_Entries from an annotation dataset_
* BEGIN *

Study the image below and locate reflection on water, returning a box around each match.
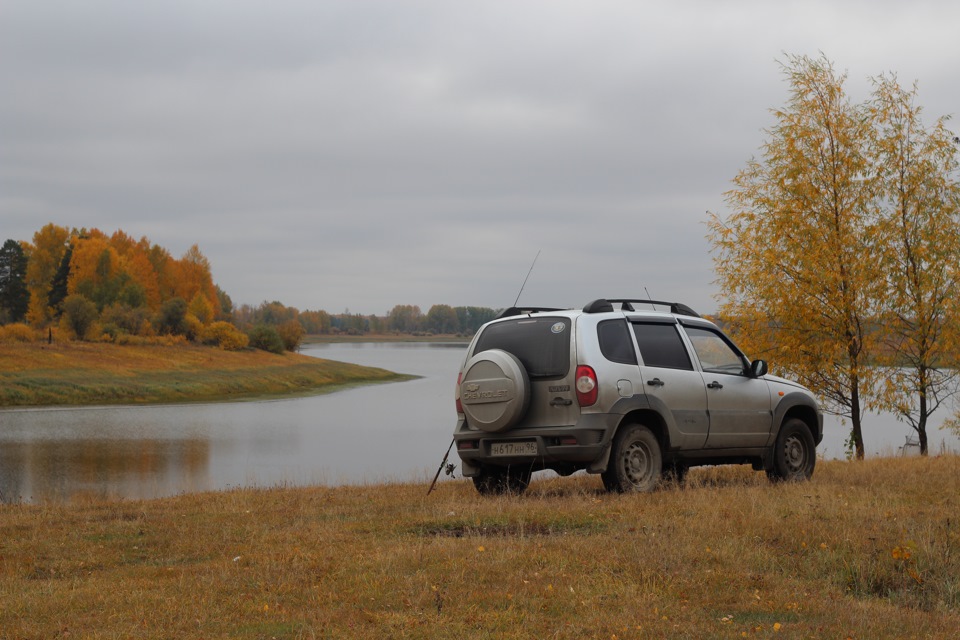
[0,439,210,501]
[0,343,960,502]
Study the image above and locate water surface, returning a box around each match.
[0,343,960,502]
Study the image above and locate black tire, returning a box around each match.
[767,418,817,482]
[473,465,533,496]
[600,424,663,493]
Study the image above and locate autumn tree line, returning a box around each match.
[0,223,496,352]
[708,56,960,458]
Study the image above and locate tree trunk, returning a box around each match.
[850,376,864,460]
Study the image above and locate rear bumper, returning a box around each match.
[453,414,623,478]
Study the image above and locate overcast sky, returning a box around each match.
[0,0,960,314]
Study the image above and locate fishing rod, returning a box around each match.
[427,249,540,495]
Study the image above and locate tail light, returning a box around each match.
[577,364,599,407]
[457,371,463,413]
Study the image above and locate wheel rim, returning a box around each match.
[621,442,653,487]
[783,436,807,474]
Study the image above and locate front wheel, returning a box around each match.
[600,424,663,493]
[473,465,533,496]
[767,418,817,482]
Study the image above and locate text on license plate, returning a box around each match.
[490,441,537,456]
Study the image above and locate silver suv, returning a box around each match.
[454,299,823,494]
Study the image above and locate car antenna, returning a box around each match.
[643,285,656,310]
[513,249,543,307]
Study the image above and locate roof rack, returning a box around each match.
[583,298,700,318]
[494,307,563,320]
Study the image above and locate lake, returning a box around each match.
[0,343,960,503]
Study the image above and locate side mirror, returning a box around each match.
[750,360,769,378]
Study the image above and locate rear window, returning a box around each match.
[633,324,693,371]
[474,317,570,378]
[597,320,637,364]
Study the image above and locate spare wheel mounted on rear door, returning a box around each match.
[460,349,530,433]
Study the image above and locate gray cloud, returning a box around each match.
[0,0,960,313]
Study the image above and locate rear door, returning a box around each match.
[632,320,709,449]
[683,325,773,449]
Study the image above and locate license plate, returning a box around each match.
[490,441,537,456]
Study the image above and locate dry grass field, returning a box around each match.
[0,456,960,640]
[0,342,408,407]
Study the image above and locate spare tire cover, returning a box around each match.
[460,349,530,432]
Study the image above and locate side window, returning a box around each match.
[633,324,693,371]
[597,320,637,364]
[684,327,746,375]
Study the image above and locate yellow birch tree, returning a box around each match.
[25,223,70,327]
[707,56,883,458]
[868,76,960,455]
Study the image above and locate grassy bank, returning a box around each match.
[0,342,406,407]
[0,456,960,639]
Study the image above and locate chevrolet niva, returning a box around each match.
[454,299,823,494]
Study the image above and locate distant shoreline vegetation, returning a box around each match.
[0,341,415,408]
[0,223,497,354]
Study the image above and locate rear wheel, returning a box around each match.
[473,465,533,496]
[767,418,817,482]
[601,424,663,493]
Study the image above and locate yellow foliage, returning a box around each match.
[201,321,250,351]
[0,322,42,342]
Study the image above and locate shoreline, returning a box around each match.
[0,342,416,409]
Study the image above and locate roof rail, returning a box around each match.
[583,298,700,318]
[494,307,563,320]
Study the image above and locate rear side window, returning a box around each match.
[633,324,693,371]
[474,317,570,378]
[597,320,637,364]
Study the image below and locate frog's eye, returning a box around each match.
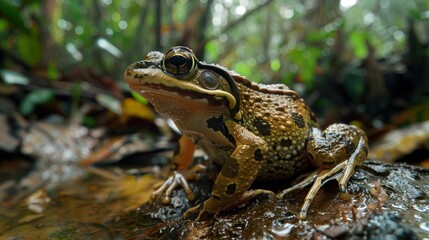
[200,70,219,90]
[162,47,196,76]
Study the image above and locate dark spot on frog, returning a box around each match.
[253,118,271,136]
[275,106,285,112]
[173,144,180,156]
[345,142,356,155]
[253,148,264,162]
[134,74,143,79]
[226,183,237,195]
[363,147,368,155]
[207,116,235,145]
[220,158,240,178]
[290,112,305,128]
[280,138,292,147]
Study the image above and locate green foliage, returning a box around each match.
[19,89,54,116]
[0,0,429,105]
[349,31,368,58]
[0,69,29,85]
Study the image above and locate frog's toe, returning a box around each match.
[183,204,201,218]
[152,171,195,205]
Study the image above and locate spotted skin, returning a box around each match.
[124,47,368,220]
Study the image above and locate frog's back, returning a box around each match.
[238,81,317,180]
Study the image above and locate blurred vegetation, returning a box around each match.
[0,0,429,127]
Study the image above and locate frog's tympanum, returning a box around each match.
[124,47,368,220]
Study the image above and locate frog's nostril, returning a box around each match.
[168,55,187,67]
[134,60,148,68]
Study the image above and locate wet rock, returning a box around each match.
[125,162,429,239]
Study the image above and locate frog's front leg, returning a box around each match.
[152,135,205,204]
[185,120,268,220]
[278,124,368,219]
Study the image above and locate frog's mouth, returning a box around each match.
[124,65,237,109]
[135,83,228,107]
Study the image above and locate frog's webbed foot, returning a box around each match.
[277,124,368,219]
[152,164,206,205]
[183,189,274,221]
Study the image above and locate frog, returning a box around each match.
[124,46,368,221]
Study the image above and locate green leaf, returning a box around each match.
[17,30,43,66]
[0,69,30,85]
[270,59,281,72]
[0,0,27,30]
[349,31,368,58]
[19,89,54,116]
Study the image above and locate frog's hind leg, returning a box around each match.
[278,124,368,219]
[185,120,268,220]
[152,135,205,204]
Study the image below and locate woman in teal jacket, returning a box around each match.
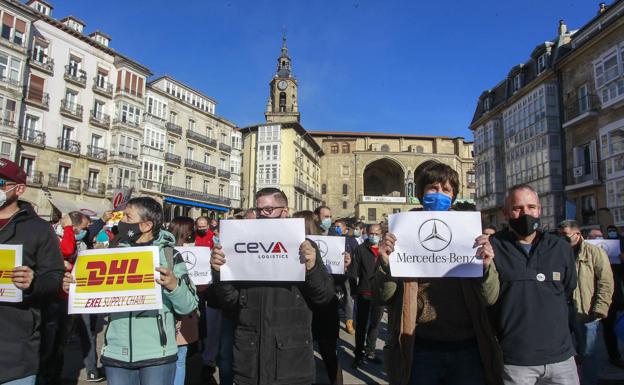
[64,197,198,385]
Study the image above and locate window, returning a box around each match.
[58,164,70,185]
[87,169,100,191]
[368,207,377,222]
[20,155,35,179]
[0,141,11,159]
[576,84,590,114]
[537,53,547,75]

* END *

_Aim of the exercise_
Rewrite the listing above as a two-column CSV with the columns request and answer, one row per request, placing its text and its answer each in a single quoted field with line breaks replaced by spaces. Cover the entire listing and omit the pictures.

_Expected answer_
request,answer
"Study the image below and locate reflection on water, returning a box around each match.","[0,439,210,501] [0,343,960,502]"
"Study the image above and locate water surface, returning a box around each match.","[0,343,960,502]"
"Study the image above and locate black tire, returning a box around each match.","[767,418,817,482] [473,465,533,496] [600,424,663,493]"
"Study the image above and locate autumn tree line, returning a box around each match.","[0,223,496,352] [708,56,960,458]"
"Study the image above and locate tree trunk, returning a box around each match.","[850,376,864,460]"
"Study the image above and locate rear bumper, returning a box around each match.","[453,414,623,478]"
"Study the image above and locate overcast sky, returning a box around each match.","[0,0,960,314]"
"Study the image above and locate fishing rod, returning a box around each match.","[427,249,540,495]"
"Study the image above and locate tail light, returning a box around each match.","[577,364,599,407] [457,371,463,413]"
"Study the image above and locate wheel rim, returning a box around each match.","[621,442,653,487] [783,436,807,474]"
"Study the image above and locate front wheel, returning a box around each match.","[600,424,663,493] [473,465,533,496] [767,418,817,482]"
"Study the image above and locate text on license plate, returning a box around each match.","[490,441,537,456]"
"Study the image above and locate silver suv, returning a box around each match.","[454,299,823,494]"
"Study the image above and locate car antenna, returning a box around each match.","[643,285,656,310] [513,249,543,307]"
"Study the image above and locate roof rack, returning a box around each match.","[583,298,700,318] [494,307,563,320]"
"Study the image above and locate lake, returning a box around each match.","[0,343,960,503]"
"Study the image above and locate side mirror, returning a box around each match.","[750,360,769,378]"
"Study the image above and locate rear window, returning a box around each match.","[633,324,693,371] [474,317,570,378] [597,320,637,364]"
"Study the image above and locate spare wheel mounted on rear door, returning a box around each match.","[460,349,530,433]"
"Study the image above and locate gray cloud, returning a box around each match.","[0,0,960,313]"
"Study the image above and locate rear door, returning a box around each match.","[632,320,709,449] [683,325,773,449]"
"Study the image above and locate license plate, returning a box around each match.","[490,441,537,456]"
"Study the image above and locate dry grass field, returning a box around each match.","[0,456,960,640] [0,342,408,407]"
"Study the image above and locate spare tire cover, returning a box around each match.","[460,349,530,432]"
"Study the image above and locate side window, returning a box around each match.","[633,324,693,371] [597,320,637,364] [684,327,746,375]"
"Study the image above and locate yellow birch tree, returning a box around each match.","[25,223,70,327] [707,56,883,458] [868,76,960,455]"
"Study the image above and locate grassy bank, returning a box around each match.","[0,342,406,407] [0,456,960,639]"
"Study the image above and locate chevrolet niva, returning a box around each match.","[454,299,823,494]"
"Study the image above and locate distant shoreline vegetation, returning a box around each match.","[0,341,415,408] [0,223,497,354]"
"Study the image above and locate rear wheel, returning a box around each match.","[473,465,533,496] [767,418,817,482] [601,424,663,493]"
"Study the image above and locate yellow foliage, returning a box around each match.","[201,321,250,351] [0,322,42,342]"
"Study the image above and locate shoreline, returning a box around each match.","[0,342,416,409]"
"Study the image above and locate roof rail, returning a box around each match.","[583,298,700,318] [494,307,563,320]"
"Study the image above and locate rear side window, returning a box around each match.","[633,324,693,371] [474,317,570,378] [597,320,637,364]"
"Study the image below and locate frog's eye, returning a box around each match.","[200,70,219,90] [162,47,196,76]"
"Study the image above and locate dark spot on frog, returning a box around each match.","[253,118,271,136] [275,106,285,112] [173,144,180,156] [345,142,356,155] [253,148,264,162] [134,74,143,79] [226,183,237,195] [363,147,368,155] [207,116,235,145] [220,158,240,178] [290,112,305,128] [280,138,292,147]"
"Study the image above and locate green foliage, returning a box around each match.","[19,89,54,116] [0,0,429,105] [349,31,368,58] [0,69,29,85]"
"Study the image above and locate frog's toe, returning a box around each match.","[183,204,201,218] [152,171,195,205]"
"Study the image above and locate spotted skin, returning a box around each match.","[124,47,368,220]"
"Study the image above and locate frog's back, returning a box around each match.","[238,81,317,180]"
"Study the image above and locate blurred vegetation, returning a box around each match.","[0,0,429,127]"
"Study the image above and locate frog's tympanum, returning a box around each match.","[124,47,368,220]"
"Study the image above and locate frog's nostril, returning a box around each match.","[168,55,187,67] [134,60,148,68]"
"Study the image above and locate wet rock, returning a box around each match.","[125,162,429,239]"
"Study the image above and locate frog's front leg, returning a box around each match.","[152,135,205,204] [185,120,268,220] [278,124,368,219]"
"Study the image above and locate frog's mouth, returning a box around each match.","[124,65,237,109] [135,83,228,107]"
"Study the image above and locate frog's webbed foot, returning a box around each match.","[277,124,368,219] [152,164,206,205] [183,189,274,221]"
"Study the image above and locate frog, returning a box around each match.","[124,46,368,221]"
"Study the image above and locate green leaf, returning a box around each match.","[17,30,43,66] [0,69,30,85] [270,59,281,72] [0,0,27,30] [349,31,368,58] [19,89,54,116]"
"Study the image above and locate frog's hind leg, returning a box around each match.","[278,124,368,219] [185,120,268,220] [152,135,205,204]"
"Study the image below and locate woman in teal jacket, returning a box around each match.","[64,197,198,385]"
"Study the image above and locate window, returning a box around each match.","[58,164,70,185] [87,169,100,191] [368,207,377,222] [20,155,35,179] [0,141,11,159] [576,84,590,114] [537,53,547,75]"